SOURCE TEXT:

_ _ _

The current divergence between the S&P 500 and corporate profits after tax is the widest on record. It is possible to close the gap “down” with a recession.
Are U.S. companies making more money than ever before, or are they mired in one of their longest profit slumps since World War II? Widely used measures have diverged in recent years, leaving many investors worrying that something is amiss.
Look at pretax domestic profits as measured by the Bureau of Economic Analysis, and it is easy to be bearish. Profits are down 13% in five years, the biggest drop outside a recession since World War II. President Trump’s tax cut has cushioned the blow to earnings, with after-tax corporate profits falling only a little. Profit margins also are down sharply, with the pretax margin for domestic business lower than the postwar average and below where it stood from World War II until 1970.
Falling domestic profits suggest companies are in deep trouble, avoiding an even deeper slump only thanks to tax cuts.
Earnings by S&P 500 companies tell the opposite story. Reported earnings per share were at a record in the 12 months to June, up 31% in five years and forecast to keep rising. The after-tax profit margin is slightly down from a record last year, but still higher than any time before that.
Some investors are worrying that the gap between the weak profits and the record per-share earnings of the S&P 500 is a repeat of the warning signs of the late 1990s, when listed companies exaggerated their figures. There is probably some of this. Some such excesses usually build up during long periods of economic growth.
Another factor: High S&P profits have led many to conclude that U.S. businesses are raking in money in a way more consistent with oligopoly than a free market.
A deep dive into the numbers suggests most or all of the gap is explained by other elements. Much of the gap between S&P earnings and the national figures appears to be due to tax dodging by multinationals, the troubles of smaller businesses and that the big-company index includes more successful companies than the wider economy.Before taxes, S&P 500 profit margins aren’t at new highs, but are holding up far better thaneconomy-wide profitability.

_ _ _

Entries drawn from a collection

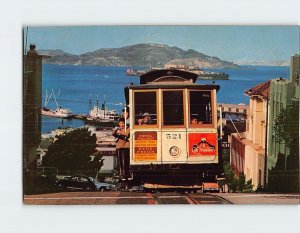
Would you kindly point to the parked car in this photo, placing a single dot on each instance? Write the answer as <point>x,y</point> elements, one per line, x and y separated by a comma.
<point>139,188</point>
<point>103,186</point>
<point>76,183</point>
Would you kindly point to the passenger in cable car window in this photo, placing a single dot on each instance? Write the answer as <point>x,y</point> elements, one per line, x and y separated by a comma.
<point>122,135</point>
<point>139,119</point>
<point>126,115</point>
<point>146,119</point>
<point>194,121</point>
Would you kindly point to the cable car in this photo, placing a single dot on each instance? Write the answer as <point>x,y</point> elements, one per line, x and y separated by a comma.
<point>173,127</point>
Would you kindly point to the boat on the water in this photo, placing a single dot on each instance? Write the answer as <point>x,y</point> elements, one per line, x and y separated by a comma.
<point>102,114</point>
<point>58,112</point>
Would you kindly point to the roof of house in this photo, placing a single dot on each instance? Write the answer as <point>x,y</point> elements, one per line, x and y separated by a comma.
<point>262,90</point>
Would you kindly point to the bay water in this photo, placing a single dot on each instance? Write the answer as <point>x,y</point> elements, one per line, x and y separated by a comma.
<point>74,86</point>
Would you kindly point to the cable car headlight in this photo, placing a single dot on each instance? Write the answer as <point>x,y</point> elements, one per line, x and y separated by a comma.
<point>174,151</point>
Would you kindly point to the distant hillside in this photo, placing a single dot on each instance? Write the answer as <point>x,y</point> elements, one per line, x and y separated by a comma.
<point>143,55</point>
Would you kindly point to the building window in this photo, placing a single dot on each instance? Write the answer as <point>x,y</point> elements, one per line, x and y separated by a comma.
<point>173,112</point>
<point>145,108</point>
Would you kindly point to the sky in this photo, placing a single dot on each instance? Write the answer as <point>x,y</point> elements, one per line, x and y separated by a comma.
<point>232,43</point>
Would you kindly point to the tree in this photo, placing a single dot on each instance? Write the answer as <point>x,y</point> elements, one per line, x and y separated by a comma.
<point>71,150</point>
<point>284,176</point>
<point>286,130</point>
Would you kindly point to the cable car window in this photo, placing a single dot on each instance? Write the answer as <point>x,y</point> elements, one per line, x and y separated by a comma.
<point>145,108</point>
<point>200,107</point>
<point>173,113</point>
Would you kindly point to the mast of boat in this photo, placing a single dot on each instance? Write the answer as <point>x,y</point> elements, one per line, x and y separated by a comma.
<point>55,98</point>
<point>104,106</point>
<point>97,105</point>
<point>125,110</point>
<point>46,98</point>
<point>90,102</point>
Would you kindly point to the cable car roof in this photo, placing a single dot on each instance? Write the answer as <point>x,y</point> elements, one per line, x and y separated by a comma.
<point>169,79</point>
<point>167,75</point>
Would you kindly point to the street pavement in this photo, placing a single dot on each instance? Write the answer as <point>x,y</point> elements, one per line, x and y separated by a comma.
<point>108,198</point>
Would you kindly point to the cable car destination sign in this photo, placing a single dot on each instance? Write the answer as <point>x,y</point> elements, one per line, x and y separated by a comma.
<point>145,146</point>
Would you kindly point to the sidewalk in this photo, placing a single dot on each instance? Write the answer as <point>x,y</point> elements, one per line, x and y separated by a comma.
<point>261,198</point>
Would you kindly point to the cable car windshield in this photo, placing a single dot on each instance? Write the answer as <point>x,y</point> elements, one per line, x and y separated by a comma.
<point>145,108</point>
<point>200,107</point>
<point>173,108</point>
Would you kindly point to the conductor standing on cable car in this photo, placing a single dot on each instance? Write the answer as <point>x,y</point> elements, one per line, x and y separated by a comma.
<point>122,135</point>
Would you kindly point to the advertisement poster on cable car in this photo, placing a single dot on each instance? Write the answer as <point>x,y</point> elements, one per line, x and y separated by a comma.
<point>202,144</point>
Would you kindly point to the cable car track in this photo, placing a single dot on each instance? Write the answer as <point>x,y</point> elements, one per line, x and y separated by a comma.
<point>192,199</point>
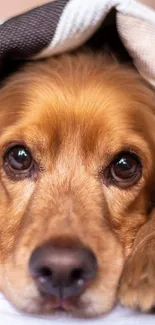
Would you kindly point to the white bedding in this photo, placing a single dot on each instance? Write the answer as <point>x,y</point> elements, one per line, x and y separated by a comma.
<point>119,316</point>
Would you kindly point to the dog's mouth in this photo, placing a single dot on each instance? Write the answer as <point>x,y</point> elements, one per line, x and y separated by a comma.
<point>51,304</point>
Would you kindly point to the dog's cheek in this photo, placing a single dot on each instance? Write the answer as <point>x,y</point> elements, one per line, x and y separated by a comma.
<point>14,200</point>
<point>102,295</point>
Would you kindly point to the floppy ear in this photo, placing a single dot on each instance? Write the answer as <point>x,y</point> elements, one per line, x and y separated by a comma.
<point>137,286</point>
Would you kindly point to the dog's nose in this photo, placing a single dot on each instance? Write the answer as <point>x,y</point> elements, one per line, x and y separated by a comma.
<point>62,271</point>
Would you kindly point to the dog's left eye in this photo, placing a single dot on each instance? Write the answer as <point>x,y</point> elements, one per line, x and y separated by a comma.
<point>18,160</point>
<point>125,169</point>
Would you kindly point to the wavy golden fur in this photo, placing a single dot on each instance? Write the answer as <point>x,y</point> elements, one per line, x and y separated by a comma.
<point>75,113</point>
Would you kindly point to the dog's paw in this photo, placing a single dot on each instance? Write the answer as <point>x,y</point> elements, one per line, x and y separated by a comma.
<point>137,287</point>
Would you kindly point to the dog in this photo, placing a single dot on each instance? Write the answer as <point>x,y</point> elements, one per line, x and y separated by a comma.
<point>77,175</point>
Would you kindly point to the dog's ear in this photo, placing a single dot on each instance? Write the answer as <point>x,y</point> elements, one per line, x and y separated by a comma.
<point>137,287</point>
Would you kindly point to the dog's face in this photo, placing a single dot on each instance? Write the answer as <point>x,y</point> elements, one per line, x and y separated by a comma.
<point>76,177</point>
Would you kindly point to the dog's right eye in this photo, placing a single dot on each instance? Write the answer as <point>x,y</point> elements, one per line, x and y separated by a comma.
<point>18,161</point>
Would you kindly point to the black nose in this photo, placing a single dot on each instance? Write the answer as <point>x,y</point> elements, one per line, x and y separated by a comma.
<point>62,271</point>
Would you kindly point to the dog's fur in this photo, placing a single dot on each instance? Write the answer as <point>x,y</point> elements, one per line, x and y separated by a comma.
<point>75,113</point>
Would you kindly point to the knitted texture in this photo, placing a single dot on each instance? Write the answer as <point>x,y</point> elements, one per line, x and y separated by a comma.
<point>63,25</point>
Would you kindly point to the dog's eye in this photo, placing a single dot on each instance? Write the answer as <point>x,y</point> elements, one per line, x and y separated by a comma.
<point>18,160</point>
<point>125,169</point>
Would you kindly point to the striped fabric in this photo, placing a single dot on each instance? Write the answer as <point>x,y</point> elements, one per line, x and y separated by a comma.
<point>63,25</point>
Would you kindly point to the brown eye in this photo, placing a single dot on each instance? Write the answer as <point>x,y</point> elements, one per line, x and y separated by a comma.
<point>18,160</point>
<point>125,170</point>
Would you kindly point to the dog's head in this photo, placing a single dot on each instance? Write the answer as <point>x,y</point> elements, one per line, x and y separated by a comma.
<point>77,150</point>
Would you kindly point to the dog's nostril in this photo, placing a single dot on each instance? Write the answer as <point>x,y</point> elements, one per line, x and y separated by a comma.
<point>44,272</point>
<point>76,274</point>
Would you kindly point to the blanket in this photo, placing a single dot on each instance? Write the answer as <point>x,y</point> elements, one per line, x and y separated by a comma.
<point>64,25</point>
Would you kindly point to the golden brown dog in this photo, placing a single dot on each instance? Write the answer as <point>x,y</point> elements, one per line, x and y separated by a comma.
<point>77,172</point>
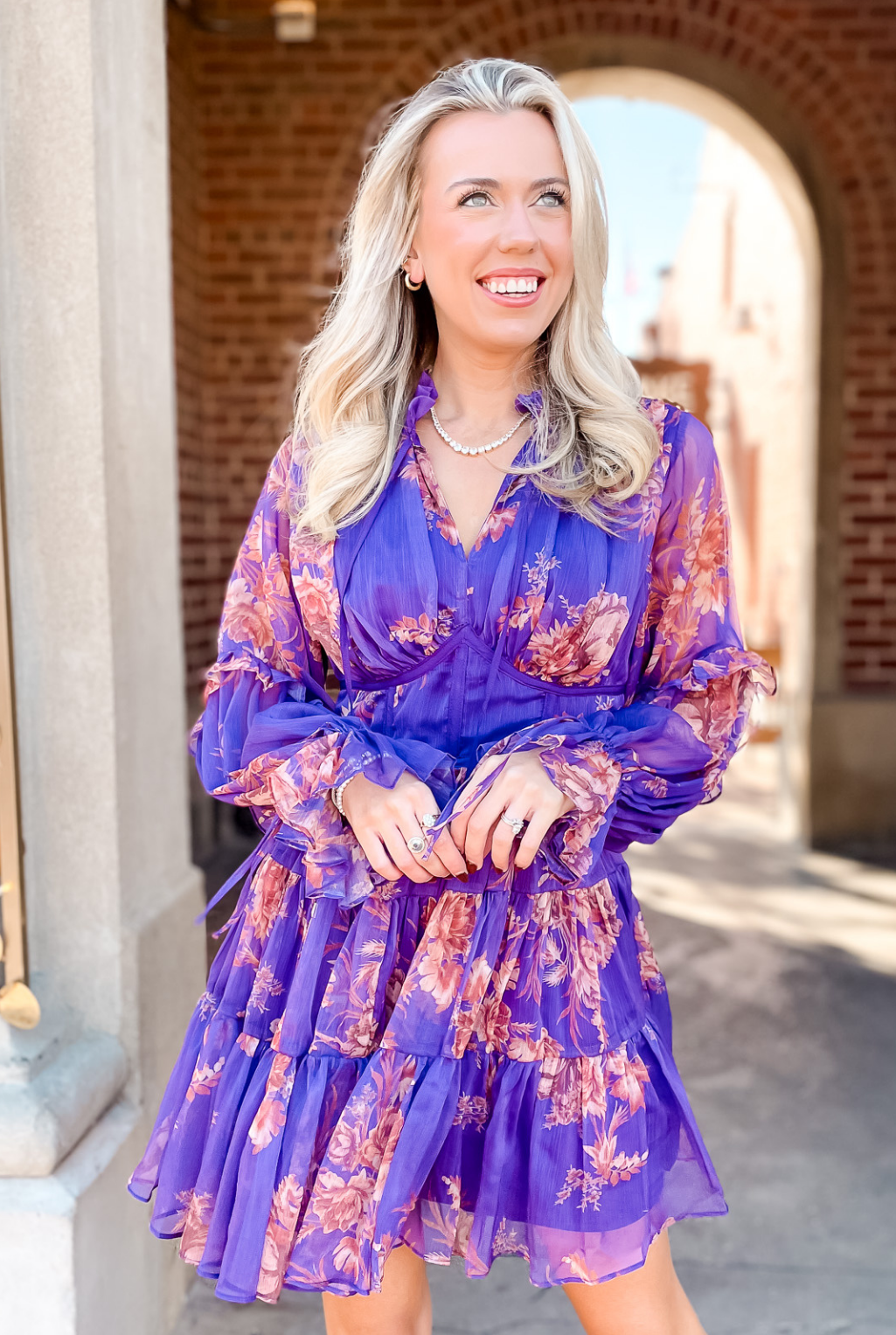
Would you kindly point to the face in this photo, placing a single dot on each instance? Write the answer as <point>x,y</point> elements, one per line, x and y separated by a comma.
<point>493,238</point>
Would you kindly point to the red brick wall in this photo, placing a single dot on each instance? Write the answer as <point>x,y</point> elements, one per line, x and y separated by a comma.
<point>267,144</point>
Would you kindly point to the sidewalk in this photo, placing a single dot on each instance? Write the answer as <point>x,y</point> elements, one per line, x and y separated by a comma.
<point>781,970</point>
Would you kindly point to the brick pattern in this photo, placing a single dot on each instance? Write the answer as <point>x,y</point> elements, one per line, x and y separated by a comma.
<point>267,143</point>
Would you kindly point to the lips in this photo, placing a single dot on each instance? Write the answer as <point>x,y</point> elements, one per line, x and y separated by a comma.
<point>513,286</point>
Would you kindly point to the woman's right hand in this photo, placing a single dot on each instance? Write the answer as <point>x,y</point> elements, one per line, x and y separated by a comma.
<point>384,818</point>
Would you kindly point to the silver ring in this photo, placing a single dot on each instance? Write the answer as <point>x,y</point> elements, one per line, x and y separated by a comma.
<point>513,821</point>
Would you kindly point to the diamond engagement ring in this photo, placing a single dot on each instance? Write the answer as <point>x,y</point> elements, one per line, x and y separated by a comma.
<point>513,821</point>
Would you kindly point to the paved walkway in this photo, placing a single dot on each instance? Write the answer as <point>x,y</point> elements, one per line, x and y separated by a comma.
<point>781,968</point>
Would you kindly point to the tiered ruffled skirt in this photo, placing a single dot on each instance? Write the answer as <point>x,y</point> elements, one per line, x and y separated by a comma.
<point>473,1074</point>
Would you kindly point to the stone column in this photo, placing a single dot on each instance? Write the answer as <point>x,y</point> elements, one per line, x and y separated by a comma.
<point>90,469</point>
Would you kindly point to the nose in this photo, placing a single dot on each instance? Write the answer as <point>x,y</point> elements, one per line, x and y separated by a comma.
<point>517,231</point>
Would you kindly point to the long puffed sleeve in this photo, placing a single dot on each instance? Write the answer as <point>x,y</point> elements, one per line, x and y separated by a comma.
<point>632,770</point>
<point>270,737</point>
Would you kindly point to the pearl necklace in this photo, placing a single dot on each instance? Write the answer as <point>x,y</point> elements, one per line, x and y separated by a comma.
<point>468,448</point>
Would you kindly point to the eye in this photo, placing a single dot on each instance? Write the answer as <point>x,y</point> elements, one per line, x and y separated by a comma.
<point>556,199</point>
<point>476,199</point>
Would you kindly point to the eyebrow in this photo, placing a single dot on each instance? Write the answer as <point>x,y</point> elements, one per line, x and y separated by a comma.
<point>490,183</point>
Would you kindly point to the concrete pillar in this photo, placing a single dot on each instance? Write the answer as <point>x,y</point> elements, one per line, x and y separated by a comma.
<point>90,471</point>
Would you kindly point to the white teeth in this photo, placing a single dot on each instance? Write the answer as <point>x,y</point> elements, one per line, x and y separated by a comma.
<point>511,285</point>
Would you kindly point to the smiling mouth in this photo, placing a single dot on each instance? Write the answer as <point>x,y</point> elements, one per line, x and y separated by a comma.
<point>525,286</point>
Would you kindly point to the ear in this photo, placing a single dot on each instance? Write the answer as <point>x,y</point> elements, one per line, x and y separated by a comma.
<point>413,266</point>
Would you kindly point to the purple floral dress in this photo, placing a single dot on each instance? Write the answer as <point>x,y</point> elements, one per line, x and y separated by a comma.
<point>478,1068</point>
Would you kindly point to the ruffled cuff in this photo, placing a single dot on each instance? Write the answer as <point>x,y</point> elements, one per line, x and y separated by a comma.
<point>295,792</point>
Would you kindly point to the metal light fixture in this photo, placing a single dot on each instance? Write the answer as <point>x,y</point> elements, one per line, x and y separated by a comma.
<point>294,20</point>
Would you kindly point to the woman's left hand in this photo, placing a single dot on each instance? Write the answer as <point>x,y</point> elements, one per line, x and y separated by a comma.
<point>523,792</point>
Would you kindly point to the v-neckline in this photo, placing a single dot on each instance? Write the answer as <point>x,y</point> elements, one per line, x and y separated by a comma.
<point>427,476</point>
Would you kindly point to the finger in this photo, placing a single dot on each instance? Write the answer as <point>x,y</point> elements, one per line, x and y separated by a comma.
<point>377,856</point>
<point>503,836</point>
<point>395,843</point>
<point>443,858</point>
<point>481,824</point>
<point>449,855</point>
<point>533,836</point>
<point>410,826</point>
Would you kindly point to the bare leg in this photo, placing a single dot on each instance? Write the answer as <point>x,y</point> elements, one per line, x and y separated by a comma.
<point>645,1302</point>
<point>402,1307</point>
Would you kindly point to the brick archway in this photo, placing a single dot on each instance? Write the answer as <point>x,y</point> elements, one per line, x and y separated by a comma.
<point>817,78</point>
<point>795,91</point>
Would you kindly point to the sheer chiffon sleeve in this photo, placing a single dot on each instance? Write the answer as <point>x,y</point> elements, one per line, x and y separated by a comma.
<point>270,737</point>
<point>632,770</point>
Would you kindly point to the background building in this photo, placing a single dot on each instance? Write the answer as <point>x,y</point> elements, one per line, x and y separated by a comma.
<point>182,169</point>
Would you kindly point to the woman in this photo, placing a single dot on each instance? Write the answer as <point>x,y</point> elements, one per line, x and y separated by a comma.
<point>435,1026</point>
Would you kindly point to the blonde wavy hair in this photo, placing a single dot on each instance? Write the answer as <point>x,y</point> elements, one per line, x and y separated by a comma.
<point>594,443</point>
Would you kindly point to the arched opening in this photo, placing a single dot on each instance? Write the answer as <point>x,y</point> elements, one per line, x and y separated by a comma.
<point>729,327</point>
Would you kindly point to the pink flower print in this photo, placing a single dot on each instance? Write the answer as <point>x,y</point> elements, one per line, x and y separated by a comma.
<point>446,526</point>
<point>319,603</point>
<point>245,620</point>
<point>267,1124</point>
<point>523,1046</point>
<point>344,1145</point>
<point>508,1241</point>
<point>650,975</point>
<point>278,1236</point>
<point>610,1165</point>
<point>713,712</point>
<point>266,985</point>
<point>528,608</point>
<point>270,1117</point>
<point>589,1185</point>
<point>657,410</point>
<point>346,1256</point>
<point>422,630</point>
<point>579,1269</point>
<point>339,1205</point>
<point>703,532</point>
<point>195,1225</point>
<point>205,1079</point>
<point>497,524</point>
<point>379,1144</point>
<point>576,651</point>
<point>632,1076</point>
<point>574,1087</point>
<point>469,1003</point>
<point>471,1111</point>
<point>493,1023</point>
<point>268,884</point>
<point>438,965</point>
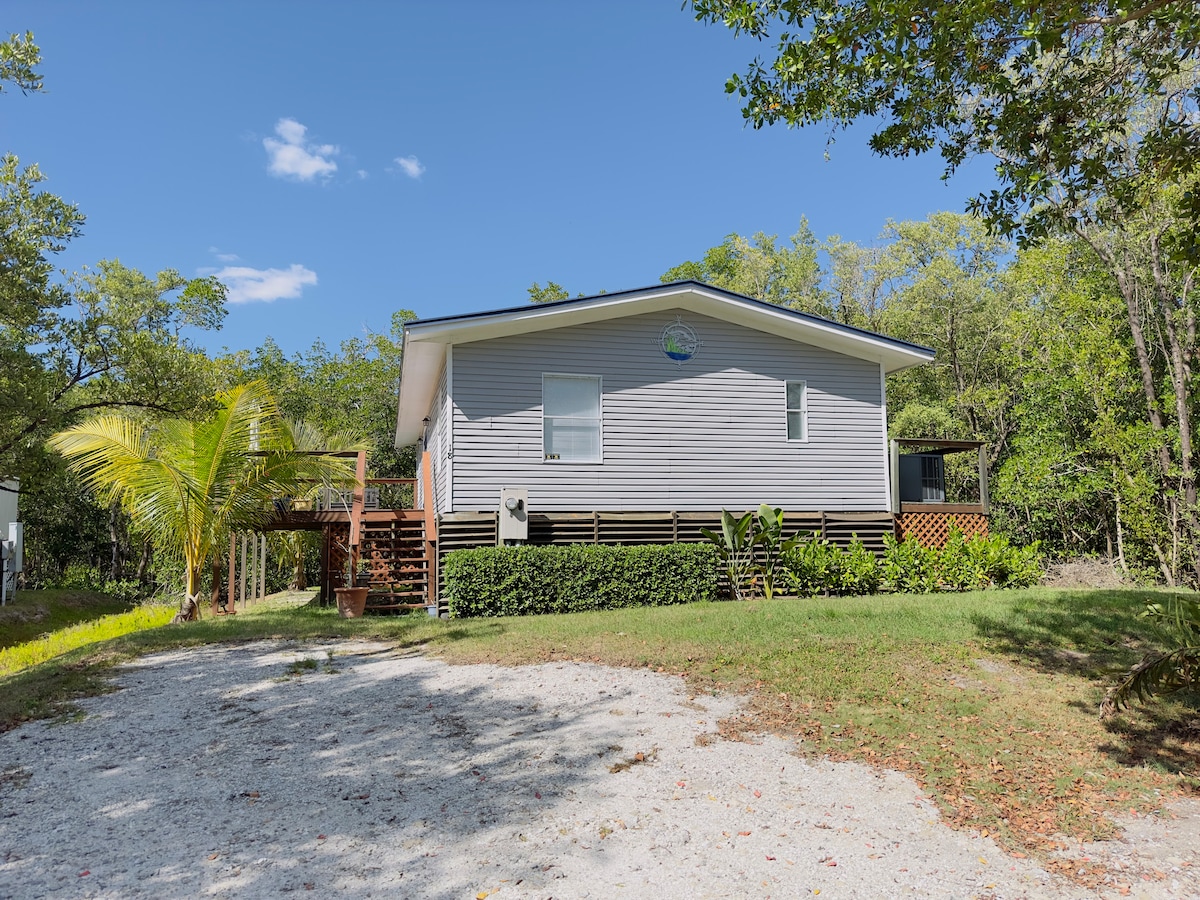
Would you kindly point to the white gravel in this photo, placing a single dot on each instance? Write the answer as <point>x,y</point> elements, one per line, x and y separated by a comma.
<point>221,772</point>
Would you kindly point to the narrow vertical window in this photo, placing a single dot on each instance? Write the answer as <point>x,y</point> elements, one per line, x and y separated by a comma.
<point>797,411</point>
<point>570,420</point>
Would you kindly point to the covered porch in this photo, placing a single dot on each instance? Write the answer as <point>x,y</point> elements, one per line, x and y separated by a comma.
<point>928,503</point>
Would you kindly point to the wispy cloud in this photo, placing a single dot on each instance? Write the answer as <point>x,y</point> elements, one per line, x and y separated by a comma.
<point>294,157</point>
<point>249,286</point>
<point>411,166</point>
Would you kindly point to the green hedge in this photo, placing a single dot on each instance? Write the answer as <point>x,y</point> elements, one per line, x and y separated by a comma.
<point>817,567</point>
<point>532,580</point>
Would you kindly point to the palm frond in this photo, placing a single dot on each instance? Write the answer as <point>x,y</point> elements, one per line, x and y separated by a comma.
<point>1153,677</point>
<point>1163,673</point>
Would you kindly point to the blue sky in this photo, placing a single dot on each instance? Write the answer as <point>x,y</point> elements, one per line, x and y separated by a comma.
<point>335,162</point>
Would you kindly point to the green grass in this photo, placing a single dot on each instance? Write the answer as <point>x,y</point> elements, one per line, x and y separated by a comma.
<point>988,699</point>
<point>33,613</point>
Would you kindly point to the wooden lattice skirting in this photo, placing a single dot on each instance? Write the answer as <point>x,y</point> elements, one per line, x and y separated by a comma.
<point>931,529</point>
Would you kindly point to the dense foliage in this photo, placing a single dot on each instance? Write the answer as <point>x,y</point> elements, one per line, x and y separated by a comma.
<point>533,580</point>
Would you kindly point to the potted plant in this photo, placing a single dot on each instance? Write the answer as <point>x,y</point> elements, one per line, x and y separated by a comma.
<point>352,599</point>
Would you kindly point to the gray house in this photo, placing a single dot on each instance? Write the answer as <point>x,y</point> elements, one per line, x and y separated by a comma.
<point>623,415</point>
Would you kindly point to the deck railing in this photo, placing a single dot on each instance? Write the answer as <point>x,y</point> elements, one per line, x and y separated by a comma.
<point>377,493</point>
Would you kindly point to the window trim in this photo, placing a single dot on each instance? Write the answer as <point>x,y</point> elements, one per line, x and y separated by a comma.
<point>599,383</point>
<point>803,411</point>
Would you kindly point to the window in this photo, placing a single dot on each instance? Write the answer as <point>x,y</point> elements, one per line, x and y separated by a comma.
<point>797,411</point>
<point>570,424</point>
<point>933,479</point>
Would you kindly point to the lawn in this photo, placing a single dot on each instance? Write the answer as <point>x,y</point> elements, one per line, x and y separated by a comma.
<point>988,699</point>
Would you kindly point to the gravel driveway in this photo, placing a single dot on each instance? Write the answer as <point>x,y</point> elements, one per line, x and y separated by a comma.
<point>358,771</point>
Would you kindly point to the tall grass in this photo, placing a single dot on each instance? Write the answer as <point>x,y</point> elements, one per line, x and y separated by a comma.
<point>31,653</point>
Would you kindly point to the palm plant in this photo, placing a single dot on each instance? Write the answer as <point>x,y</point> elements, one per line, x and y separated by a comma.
<point>189,484</point>
<point>1168,672</point>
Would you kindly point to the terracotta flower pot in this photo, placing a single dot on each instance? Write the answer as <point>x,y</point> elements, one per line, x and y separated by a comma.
<point>351,601</point>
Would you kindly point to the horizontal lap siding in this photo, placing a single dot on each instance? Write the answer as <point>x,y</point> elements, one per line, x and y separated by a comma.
<point>707,435</point>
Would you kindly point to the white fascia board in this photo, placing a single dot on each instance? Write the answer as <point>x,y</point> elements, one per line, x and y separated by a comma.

_ _ _

WORK TO DO:
a. Summarize the article on corporate profits in two sentences.
b. Please copy the article on corporate profits word for word, from "Earnings by S&P" to "a free market.".
c. Answer these questions about the article on corporate profits:
(i) By what percentage have reported S&P 500 earnings per share risen in five years?
(ii) What has cushioned the blow to earnings?
(iii) Which period's warning signs do some investors fear are being repeated?
Rely only on the article on corporate profits when answering.

RESULTS IN ORDER:
a. Pretax domestic profits measured by the Bureau of Economic Analysis have fallen 13% in five years, the biggest drop outside a recession since World War II, while reported S&P 500 earnings per share reached a record in the 12 months to June. Much of the gap appears to come from tax dodging by multinationals, the troubles of smaller businesses, and the index including more successful companies than the wider economy.

b.
Earnings by S&P 500 companies tell the opposite story. Reported earnings per share were at a record in the 12 months to June, up 31% in five years and forecast to keep rising. The after-tax profit margin is slightly down from a record last year, but still higher than any time before that.
Some investors are worrying that the gap between the weak profits and the record per-share earnings of the S&P 500 is a repeat of the warning signs of the late 1990s, when listed companies exaggerated their figures. There is probably some of this. Some such excesses usually build up during long periods of economic growth.
Another factor: High S&P profits have led many to conclude that U.S. businesses are raking in money in a way more consistent with oligopoly than a free market.

c.
(i) 31%
(ii) President Trump's tax cut
(iii) The late 1990s